### 作業内容
動画像処理装置に関する下記の本文から、「請求項15の発明は、請求項1」を含む語句で始まり「手段をさらに有することを特徴とする動画像処理装置である。」で終わる箇所を、一字も変えずに出力してください。

====== ページ

請求項15の発明は、請求項12の発明による動画像処理装置であって、動画像は各フレームが2次元ウェーブレット変換を用いる符号化方式により階層符号化されたものであり、前記第1の動き量推定手段の前記デコードする手段によりデコードされる周波数変換係数はLLサブバンド係数であり、前記第2の動き量推定手段の前記符号量計算手段により1LHサブバンドの符号量sum1LH、1HLサブバンドの符号量sum1HL、2LHサブバンドの符号量sum2LH及び2HLサブバンドの符号量sum2HLが計算され、前記第2の動き量推定手段の前記動き量推定計算手段により符号量比(sum1LH/sum1HL)/(sum2LH/sum2HL)が計算されることを特徴とする動画像処理装置である。
請求項16の発明は、請求項1乃至15のいずれか1項の発明による動画像処理装置であって、動画像の間引きフレームを、推定された動き量に基づいて選定する間引きフレーム選定手段をさらに有することを特徴とする動画像処理装置である。

============
====== データ行

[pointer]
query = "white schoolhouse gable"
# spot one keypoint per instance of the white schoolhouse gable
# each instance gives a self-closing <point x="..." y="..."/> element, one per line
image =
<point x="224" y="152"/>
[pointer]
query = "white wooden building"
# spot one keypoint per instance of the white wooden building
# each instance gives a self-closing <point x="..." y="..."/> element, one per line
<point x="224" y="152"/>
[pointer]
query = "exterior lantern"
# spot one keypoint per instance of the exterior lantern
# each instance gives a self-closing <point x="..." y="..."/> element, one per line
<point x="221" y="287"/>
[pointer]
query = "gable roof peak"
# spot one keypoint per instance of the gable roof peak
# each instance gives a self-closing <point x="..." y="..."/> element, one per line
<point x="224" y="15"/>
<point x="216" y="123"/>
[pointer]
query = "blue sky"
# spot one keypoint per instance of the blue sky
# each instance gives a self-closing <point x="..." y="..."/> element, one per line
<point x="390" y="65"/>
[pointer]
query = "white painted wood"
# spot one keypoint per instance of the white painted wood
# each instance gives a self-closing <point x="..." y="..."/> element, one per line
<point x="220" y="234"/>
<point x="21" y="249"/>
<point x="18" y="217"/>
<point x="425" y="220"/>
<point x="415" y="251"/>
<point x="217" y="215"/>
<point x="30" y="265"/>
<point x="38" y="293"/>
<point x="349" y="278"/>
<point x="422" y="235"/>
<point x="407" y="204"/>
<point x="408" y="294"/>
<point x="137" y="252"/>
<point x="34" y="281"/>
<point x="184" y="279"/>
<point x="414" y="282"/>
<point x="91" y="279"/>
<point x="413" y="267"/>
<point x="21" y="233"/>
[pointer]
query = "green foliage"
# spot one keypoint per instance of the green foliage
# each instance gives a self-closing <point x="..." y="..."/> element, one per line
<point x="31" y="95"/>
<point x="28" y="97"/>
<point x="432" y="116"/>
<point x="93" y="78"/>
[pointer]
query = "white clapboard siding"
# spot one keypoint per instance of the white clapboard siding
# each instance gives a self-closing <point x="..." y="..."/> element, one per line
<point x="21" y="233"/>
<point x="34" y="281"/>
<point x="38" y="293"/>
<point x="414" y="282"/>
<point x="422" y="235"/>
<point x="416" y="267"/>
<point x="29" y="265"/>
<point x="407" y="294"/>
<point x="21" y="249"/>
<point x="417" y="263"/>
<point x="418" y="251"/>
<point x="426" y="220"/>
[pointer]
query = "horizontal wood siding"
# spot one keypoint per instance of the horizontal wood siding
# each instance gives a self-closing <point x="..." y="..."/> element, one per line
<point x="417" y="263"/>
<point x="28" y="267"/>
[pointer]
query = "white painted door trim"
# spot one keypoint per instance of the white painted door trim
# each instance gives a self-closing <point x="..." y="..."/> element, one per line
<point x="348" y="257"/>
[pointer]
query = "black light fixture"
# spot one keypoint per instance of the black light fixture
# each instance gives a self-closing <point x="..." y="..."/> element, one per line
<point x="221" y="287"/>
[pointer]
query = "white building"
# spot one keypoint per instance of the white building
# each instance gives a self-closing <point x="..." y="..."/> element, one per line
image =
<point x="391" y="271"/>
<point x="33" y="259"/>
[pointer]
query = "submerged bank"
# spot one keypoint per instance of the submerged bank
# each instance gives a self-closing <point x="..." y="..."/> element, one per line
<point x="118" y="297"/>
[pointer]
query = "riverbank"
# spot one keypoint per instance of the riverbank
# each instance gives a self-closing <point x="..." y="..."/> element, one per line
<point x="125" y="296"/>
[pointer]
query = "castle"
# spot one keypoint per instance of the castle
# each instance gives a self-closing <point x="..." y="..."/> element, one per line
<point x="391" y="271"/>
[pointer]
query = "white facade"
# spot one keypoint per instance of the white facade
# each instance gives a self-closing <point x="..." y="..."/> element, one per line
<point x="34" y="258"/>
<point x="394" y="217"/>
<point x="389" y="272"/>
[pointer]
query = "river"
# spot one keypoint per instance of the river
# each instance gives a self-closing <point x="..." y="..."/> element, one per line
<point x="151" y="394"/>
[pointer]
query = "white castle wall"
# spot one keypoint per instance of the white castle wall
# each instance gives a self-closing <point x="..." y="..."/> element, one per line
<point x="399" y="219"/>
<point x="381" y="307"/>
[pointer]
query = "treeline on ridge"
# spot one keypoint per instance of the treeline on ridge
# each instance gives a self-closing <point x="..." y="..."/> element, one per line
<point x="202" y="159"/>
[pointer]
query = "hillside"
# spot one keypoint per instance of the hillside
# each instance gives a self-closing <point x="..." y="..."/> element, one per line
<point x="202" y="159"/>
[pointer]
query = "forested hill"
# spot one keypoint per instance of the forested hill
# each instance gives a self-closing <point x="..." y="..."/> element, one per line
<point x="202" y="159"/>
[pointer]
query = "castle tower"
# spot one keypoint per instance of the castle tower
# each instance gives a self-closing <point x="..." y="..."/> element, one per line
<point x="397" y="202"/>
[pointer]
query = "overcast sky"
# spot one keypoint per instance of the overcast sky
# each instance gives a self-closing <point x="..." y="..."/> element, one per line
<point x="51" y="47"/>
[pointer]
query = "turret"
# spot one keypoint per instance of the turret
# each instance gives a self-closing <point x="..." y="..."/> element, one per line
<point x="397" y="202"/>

============

### 結果
請求項15の発明は、請求項12の発明による動画像処理装置であって、動画像は各フレームが2次元ウェーブレット変換を用いる符号化方式により階層符号化されたものであり、前記第1の動き量推定手段の前記デコードする手段によりデコードされる周波数変換係数はLLサブバンド係数であり、前記第2の動き量推定手段の前記符号量計算手段により1LHサブバンドの符号量sum1LH、1HLサブバンドの符号量sum1HL、2LHサブバンドの符号量sum2LH及び2HLサブバンドの符号量sum2HLが計算され、前記第2の動き量推定手段の前記動き量推定計算手段により符号量比(sum1LH/sum1HL)/(sum2LH/sum2HL)が計算されることを特徴とする動画像処理装置である。
請求項16の発明は、請求項1乃至15のいずれか1項の発明による動画像処理装置であって、動画像の間引きフレームを、推定された動き量に基づいて選定する間引きフレーム選定手段をさらに有することを特徴とする動画像処理装置である。